>>>>>
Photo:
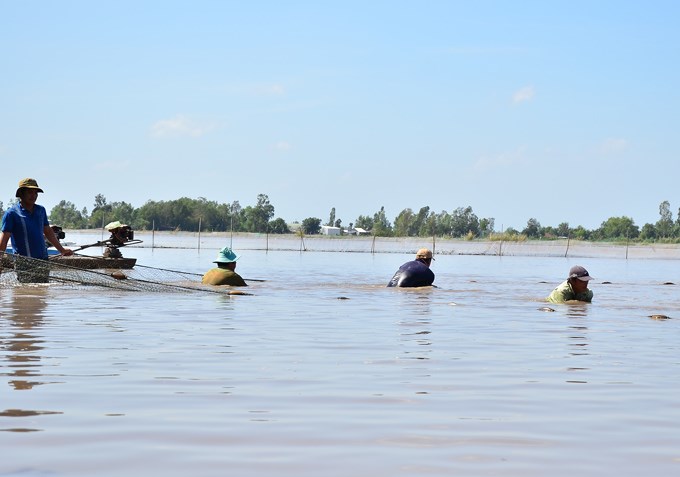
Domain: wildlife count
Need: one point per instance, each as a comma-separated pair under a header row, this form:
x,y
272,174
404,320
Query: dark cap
<<<<<
▸ Exercise prompt
Could you restate each record word for word, keeping the pictures out?

▸ Exercise output
Photo:
Domain: wildlife count
Need: one point per instance, each as a comma-separated pair under a header row, this form:
x,y
272,174
404,320
Query: dark cap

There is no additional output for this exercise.